▸ TASK GOAL:
Everything from the line containing "For every instance of the gray" down to the last line of the entries below must be transcribed exactly, and nothing else.
___ LISTED RECORDS ___
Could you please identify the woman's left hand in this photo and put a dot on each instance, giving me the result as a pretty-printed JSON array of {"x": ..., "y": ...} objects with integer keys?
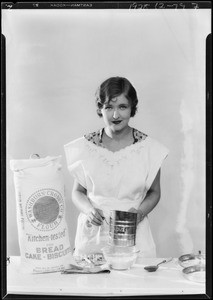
[{"x": 140, "y": 215}]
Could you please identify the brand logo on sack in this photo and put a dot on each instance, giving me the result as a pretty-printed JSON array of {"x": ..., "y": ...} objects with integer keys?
[{"x": 45, "y": 209}]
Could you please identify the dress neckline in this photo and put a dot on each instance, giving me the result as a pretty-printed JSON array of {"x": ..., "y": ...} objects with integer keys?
[{"x": 95, "y": 139}]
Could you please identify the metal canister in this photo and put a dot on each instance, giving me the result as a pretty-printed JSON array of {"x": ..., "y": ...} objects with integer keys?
[{"x": 122, "y": 228}]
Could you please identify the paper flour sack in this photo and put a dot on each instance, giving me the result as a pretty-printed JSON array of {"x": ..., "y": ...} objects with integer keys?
[{"x": 40, "y": 202}]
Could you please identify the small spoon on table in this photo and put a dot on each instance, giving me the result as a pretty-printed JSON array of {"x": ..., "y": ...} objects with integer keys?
[{"x": 154, "y": 268}]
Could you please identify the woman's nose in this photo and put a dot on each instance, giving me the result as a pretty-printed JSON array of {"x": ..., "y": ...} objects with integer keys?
[{"x": 115, "y": 114}]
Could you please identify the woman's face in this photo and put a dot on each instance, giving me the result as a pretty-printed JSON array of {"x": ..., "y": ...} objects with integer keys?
[{"x": 116, "y": 113}]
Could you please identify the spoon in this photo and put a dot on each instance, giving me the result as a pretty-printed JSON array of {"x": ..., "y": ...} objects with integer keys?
[{"x": 154, "y": 268}]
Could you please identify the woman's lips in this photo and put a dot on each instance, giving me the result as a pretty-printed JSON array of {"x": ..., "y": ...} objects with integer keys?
[{"x": 116, "y": 122}]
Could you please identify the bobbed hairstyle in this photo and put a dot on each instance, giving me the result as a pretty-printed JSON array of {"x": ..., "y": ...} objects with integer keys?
[{"x": 114, "y": 87}]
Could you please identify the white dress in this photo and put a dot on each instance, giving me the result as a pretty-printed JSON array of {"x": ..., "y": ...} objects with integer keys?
[{"x": 114, "y": 181}]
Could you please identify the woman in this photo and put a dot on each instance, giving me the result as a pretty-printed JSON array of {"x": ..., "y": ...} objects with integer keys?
[{"x": 115, "y": 168}]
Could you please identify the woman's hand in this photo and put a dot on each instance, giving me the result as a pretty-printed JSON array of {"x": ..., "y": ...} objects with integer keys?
[
  {"x": 140, "y": 215},
  {"x": 95, "y": 217}
]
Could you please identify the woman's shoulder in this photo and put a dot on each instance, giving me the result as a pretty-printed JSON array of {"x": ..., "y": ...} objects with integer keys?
[
  {"x": 75, "y": 143},
  {"x": 138, "y": 135},
  {"x": 95, "y": 137}
]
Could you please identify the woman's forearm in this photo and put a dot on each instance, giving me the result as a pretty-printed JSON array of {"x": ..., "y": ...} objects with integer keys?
[{"x": 150, "y": 201}]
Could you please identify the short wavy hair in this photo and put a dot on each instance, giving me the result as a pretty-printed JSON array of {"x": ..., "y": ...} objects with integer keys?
[{"x": 114, "y": 87}]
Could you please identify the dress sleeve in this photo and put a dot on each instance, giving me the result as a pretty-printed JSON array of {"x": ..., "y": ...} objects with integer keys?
[
  {"x": 75, "y": 154},
  {"x": 156, "y": 155}
]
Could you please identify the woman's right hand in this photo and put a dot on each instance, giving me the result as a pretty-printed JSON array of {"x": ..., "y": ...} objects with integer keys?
[{"x": 95, "y": 217}]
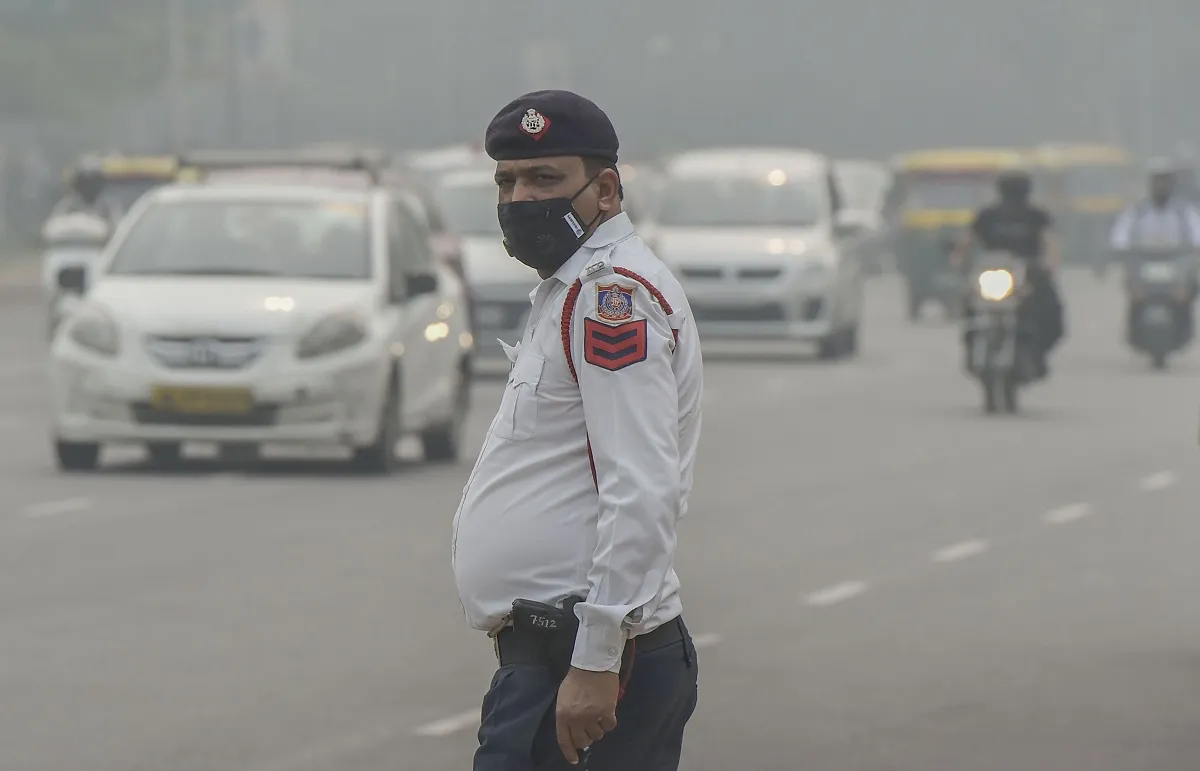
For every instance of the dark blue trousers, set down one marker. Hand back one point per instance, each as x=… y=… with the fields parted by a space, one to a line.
x=517 y=728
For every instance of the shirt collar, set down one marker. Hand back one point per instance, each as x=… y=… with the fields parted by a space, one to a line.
x=607 y=233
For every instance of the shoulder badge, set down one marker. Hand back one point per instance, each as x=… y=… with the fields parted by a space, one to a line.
x=615 y=303
x=534 y=124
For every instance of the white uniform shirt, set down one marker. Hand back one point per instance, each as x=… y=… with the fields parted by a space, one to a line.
x=1145 y=226
x=533 y=523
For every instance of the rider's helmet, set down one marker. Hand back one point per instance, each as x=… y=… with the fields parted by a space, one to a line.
x=1014 y=185
x=89 y=179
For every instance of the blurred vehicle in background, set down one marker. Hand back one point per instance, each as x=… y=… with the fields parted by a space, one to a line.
x=273 y=299
x=1084 y=186
x=934 y=197
x=756 y=238
x=72 y=245
x=130 y=177
x=863 y=185
x=436 y=162
x=1158 y=284
x=499 y=285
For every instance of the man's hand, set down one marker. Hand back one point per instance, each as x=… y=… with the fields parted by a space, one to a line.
x=586 y=711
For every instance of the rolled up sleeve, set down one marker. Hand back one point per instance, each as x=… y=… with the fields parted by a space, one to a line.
x=631 y=410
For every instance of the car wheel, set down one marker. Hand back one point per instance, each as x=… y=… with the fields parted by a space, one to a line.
x=165 y=453
x=443 y=442
x=381 y=458
x=77 y=455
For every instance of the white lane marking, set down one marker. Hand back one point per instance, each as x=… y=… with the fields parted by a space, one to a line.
x=835 y=593
x=465 y=721
x=960 y=551
x=53 y=508
x=1161 y=480
x=451 y=724
x=1069 y=513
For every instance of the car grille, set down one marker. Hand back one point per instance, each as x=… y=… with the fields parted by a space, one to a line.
x=491 y=315
x=767 y=312
x=262 y=414
x=204 y=353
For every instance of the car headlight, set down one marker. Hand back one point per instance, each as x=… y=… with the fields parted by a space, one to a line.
x=995 y=285
x=333 y=334
x=93 y=328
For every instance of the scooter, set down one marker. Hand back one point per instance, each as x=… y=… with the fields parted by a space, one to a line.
x=1001 y=354
x=1159 y=285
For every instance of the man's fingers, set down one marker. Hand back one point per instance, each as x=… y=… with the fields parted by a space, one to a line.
x=565 y=742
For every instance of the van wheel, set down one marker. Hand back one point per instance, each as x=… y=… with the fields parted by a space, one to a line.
x=443 y=442
x=379 y=458
x=77 y=455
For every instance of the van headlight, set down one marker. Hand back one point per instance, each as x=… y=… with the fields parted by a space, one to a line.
x=333 y=334
x=995 y=285
x=93 y=328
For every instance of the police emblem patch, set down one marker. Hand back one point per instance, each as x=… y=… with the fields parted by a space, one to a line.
x=534 y=124
x=615 y=303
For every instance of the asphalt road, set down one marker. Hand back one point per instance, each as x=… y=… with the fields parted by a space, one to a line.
x=882 y=579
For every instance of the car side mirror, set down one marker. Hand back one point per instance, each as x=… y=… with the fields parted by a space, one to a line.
x=420 y=284
x=73 y=279
x=846 y=226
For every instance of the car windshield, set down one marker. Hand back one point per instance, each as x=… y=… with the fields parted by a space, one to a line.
x=297 y=239
x=741 y=202
x=862 y=185
x=931 y=192
x=469 y=209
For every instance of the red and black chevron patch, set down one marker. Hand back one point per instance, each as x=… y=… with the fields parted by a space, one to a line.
x=613 y=346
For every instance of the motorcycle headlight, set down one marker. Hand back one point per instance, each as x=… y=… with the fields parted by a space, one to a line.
x=995 y=285
x=93 y=328
x=333 y=334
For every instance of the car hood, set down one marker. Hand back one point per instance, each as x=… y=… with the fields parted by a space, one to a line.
x=226 y=305
x=486 y=261
x=718 y=245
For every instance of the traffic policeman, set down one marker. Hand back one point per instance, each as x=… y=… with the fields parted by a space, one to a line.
x=1163 y=220
x=564 y=539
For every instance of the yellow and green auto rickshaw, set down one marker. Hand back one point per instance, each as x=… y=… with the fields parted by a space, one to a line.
x=934 y=197
x=1085 y=186
x=130 y=177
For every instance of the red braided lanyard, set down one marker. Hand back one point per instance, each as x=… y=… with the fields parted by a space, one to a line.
x=573 y=297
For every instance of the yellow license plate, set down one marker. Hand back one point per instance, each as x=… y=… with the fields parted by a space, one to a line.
x=202 y=401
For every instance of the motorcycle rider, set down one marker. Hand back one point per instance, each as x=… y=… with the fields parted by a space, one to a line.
x=87 y=193
x=1163 y=220
x=1017 y=226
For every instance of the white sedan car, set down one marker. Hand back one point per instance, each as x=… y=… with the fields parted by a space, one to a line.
x=247 y=315
x=756 y=240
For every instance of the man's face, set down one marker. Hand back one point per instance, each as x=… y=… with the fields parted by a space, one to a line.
x=1162 y=186
x=565 y=177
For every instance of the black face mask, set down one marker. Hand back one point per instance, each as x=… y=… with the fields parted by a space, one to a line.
x=544 y=234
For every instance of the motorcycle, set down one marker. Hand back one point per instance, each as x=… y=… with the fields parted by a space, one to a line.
x=1001 y=352
x=72 y=245
x=1159 y=284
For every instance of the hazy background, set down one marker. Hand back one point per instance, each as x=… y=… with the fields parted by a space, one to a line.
x=862 y=77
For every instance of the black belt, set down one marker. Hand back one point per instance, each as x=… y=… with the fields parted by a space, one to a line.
x=517 y=647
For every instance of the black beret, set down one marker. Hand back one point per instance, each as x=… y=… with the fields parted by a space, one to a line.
x=546 y=124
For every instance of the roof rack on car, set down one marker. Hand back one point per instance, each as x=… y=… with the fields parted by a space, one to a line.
x=370 y=161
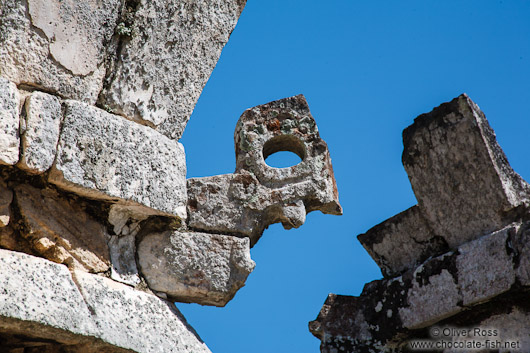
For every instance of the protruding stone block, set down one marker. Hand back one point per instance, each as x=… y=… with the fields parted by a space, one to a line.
x=416 y=240
x=40 y=134
x=42 y=306
x=62 y=231
x=122 y=313
x=163 y=66
x=58 y=46
x=9 y=121
x=104 y=156
x=195 y=267
x=258 y=195
x=459 y=174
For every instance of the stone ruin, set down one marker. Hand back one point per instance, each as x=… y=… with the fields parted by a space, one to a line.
x=456 y=266
x=100 y=232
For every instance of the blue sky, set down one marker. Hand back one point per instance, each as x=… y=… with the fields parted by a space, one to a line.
x=367 y=70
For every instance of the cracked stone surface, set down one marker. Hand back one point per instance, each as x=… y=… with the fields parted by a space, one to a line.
x=41 y=132
x=257 y=195
x=195 y=267
x=57 y=46
x=459 y=281
x=168 y=58
x=61 y=231
x=9 y=121
x=104 y=156
x=463 y=182
x=86 y=313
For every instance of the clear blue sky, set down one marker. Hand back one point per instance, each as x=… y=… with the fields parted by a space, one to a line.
x=367 y=69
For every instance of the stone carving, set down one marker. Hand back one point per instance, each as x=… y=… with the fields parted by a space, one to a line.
x=257 y=195
x=458 y=258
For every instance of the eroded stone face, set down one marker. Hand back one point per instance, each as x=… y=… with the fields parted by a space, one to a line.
x=463 y=182
x=258 y=195
x=167 y=58
x=40 y=133
x=9 y=122
x=195 y=267
x=58 y=46
x=104 y=156
x=62 y=231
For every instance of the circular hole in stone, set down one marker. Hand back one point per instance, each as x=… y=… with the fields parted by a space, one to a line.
x=283 y=151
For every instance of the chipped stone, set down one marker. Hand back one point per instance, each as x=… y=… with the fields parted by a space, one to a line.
x=121 y=313
x=485 y=269
x=432 y=302
x=195 y=267
x=41 y=132
x=106 y=157
x=460 y=175
x=123 y=259
x=258 y=195
x=61 y=231
x=41 y=302
x=165 y=63
x=416 y=240
x=9 y=121
x=57 y=46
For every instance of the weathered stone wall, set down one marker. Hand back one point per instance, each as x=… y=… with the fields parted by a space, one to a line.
x=456 y=265
x=99 y=229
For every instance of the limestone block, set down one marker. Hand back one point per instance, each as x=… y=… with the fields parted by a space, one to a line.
x=485 y=269
x=168 y=58
x=195 y=267
x=6 y=197
x=136 y=320
x=41 y=132
x=57 y=46
x=522 y=244
x=42 y=305
x=62 y=231
x=40 y=294
x=107 y=157
x=417 y=242
x=123 y=259
x=460 y=175
x=9 y=120
x=431 y=302
x=258 y=195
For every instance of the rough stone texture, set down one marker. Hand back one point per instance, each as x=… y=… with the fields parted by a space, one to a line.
x=41 y=306
x=57 y=46
x=61 y=231
x=464 y=186
x=123 y=259
x=6 y=197
x=41 y=132
x=459 y=259
x=104 y=156
x=165 y=63
x=195 y=267
x=41 y=294
x=258 y=195
x=415 y=237
x=9 y=120
x=118 y=315
x=485 y=268
x=460 y=175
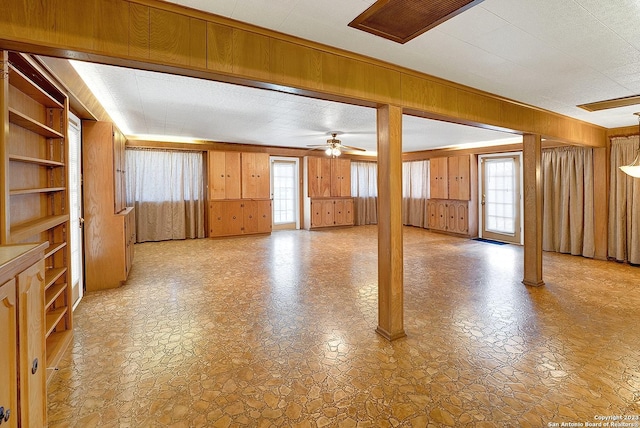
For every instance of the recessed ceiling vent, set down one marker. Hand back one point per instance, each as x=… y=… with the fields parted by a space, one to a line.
x=402 y=20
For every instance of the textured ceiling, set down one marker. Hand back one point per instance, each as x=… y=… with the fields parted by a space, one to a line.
x=547 y=53
x=149 y=103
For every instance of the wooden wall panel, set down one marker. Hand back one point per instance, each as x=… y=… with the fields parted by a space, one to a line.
x=198 y=43
x=112 y=27
x=219 y=47
x=169 y=38
x=139 y=31
x=251 y=55
x=295 y=65
x=173 y=35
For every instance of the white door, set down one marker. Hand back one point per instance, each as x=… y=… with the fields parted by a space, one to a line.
x=500 y=198
x=285 y=193
x=75 y=202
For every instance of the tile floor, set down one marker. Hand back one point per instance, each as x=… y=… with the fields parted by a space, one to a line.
x=279 y=331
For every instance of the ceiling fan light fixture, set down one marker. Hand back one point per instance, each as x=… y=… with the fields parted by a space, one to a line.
x=633 y=169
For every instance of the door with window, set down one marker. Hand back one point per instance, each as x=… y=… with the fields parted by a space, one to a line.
x=285 y=193
x=500 y=198
x=75 y=204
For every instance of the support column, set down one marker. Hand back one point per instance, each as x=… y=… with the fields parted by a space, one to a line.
x=532 y=160
x=390 y=269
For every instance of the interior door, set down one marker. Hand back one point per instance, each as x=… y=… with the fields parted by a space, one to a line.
x=76 y=222
x=500 y=198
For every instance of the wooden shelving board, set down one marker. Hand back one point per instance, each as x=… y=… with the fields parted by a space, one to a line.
x=56 y=343
x=53 y=293
x=25 y=85
x=28 y=229
x=51 y=276
x=53 y=318
x=37 y=161
x=32 y=125
x=36 y=190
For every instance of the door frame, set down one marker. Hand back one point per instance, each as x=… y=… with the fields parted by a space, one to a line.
x=296 y=161
x=520 y=183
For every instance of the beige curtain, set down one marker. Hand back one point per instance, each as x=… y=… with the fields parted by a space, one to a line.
x=167 y=190
x=568 y=225
x=415 y=193
x=624 y=203
x=364 y=189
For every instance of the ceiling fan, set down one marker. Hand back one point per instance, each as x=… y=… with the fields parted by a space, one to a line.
x=334 y=147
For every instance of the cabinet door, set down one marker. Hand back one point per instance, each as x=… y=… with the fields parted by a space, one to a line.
x=264 y=216
x=328 y=206
x=8 y=351
x=438 y=182
x=31 y=339
x=432 y=214
x=348 y=211
x=316 y=213
x=217 y=174
x=340 y=177
x=441 y=215
x=250 y=216
x=255 y=176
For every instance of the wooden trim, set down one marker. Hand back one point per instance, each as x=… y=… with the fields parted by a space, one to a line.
x=305 y=68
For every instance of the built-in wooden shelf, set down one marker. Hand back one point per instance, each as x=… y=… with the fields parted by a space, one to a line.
x=32 y=125
x=37 y=161
x=56 y=343
x=30 y=228
x=54 y=248
x=52 y=275
x=36 y=190
x=25 y=85
x=53 y=318
x=52 y=294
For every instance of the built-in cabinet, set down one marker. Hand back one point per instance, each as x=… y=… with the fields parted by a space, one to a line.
x=451 y=207
x=34 y=192
x=327 y=192
x=239 y=193
x=109 y=228
x=22 y=334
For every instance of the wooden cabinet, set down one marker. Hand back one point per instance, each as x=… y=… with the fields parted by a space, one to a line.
x=108 y=235
x=327 y=177
x=327 y=191
x=239 y=193
x=239 y=217
x=224 y=175
x=22 y=332
x=331 y=212
x=255 y=176
x=438 y=184
x=318 y=175
x=450 y=178
x=458 y=177
x=448 y=216
x=34 y=195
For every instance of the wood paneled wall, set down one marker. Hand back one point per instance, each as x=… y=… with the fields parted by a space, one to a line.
x=160 y=36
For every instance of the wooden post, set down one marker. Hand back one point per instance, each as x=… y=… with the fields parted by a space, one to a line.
x=390 y=269
x=532 y=159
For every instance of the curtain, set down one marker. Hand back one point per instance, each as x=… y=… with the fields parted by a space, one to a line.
x=415 y=193
x=624 y=203
x=166 y=188
x=568 y=225
x=364 y=189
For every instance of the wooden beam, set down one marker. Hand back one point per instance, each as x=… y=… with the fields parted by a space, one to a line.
x=166 y=37
x=390 y=258
x=532 y=164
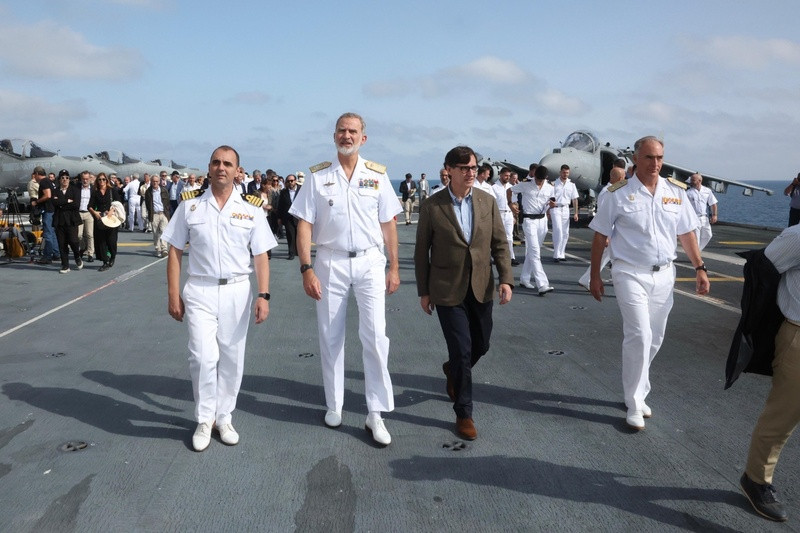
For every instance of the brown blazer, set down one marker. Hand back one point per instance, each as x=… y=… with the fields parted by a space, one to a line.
x=445 y=265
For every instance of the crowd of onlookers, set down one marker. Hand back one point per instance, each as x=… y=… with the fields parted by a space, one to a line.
x=85 y=213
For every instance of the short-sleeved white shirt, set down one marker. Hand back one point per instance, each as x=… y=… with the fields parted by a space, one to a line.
x=499 y=190
x=220 y=240
x=534 y=199
x=565 y=192
x=701 y=199
x=346 y=215
x=643 y=227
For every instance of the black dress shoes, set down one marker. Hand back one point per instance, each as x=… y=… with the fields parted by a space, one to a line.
x=764 y=499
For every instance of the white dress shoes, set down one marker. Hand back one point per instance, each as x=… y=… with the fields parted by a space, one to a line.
x=201 y=437
x=379 y=432
x=635 y=419
x=228 y=435
x=333 y=419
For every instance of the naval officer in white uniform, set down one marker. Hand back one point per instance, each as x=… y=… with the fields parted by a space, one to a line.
x=348 y=209
x=702 y=199
x=642 y=217
x=223 y=228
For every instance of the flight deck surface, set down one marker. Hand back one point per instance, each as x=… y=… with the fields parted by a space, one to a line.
x=93 y=358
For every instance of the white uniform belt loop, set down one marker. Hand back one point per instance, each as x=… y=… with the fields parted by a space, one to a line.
x=351 y=253
x=221 y=281
x=647 y=268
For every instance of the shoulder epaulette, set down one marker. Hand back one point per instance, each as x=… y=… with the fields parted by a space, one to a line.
x=320 y=166
x=680 y=184
x=188 y=195
x=617 y=185
x=377 y=167
x=253 y=199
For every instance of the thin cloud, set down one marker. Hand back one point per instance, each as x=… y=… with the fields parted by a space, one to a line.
x=33 y=116
x=52 y=51
x=250 y=98
x=741 y=52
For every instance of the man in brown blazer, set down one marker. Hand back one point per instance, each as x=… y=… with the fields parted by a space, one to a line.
x=458 y=233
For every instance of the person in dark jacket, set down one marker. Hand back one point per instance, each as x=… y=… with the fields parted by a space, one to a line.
x=66 y=219
x=285 y=200
x=781 y=413
x=105 y=237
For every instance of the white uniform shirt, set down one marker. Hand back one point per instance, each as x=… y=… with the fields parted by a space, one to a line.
x=483 y=186
x=132 y=191
x=346 y=215
x=565 y=192
x=86 y=195
x=221 y=240
x=534 y=199
x=784 y=252
x=701 y=199
x=642 y=227
x=499 y=191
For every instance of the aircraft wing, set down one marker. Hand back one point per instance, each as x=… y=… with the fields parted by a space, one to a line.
x=715 y=183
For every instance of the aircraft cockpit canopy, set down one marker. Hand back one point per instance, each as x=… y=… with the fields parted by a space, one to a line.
x=117 y=157
x=581 y=140
x=24 y=148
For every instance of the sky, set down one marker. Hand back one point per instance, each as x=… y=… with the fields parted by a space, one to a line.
x=718 y=81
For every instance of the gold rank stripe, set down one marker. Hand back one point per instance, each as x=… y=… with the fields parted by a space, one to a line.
x=715 y=280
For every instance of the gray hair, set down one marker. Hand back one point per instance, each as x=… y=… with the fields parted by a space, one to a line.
x=352 y=115
x=650 y=138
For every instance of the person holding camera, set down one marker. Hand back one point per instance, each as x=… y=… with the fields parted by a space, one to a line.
x=793 y=192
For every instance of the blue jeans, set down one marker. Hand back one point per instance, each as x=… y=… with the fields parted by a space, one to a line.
x=49 y=235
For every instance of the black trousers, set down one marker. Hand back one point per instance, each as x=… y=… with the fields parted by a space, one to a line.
x=105 y=241
x=290 y=223
x=467 y=329
x=67 y=237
___
▸ SOLVED EXERCISE:
For every instance of the gray hair, set down one marker. Hand back one point per instance, each as x=… y=… with the fields parted by a space, one to a line.
x=352 y=115
x=650 y=138
For every instance of the person holding camera, set down one marker. Hand back one point per instance, each as x=… y=… with the fields parted by a space, one to a line.
x=793 y=192
For every instance of the blue jeans, set down one marker. Hand back one point per instance, each as x=… y=… with the fields parted by a space, one to a line.
x=49 y=235
For every instance of the black trousers, set down one marker. Hand back one point per instance, each as x=… y=… with the fields parted by a space, one to a line.
x=105 y=241
x=290 y=223
x=467 y=329
x=67 y=237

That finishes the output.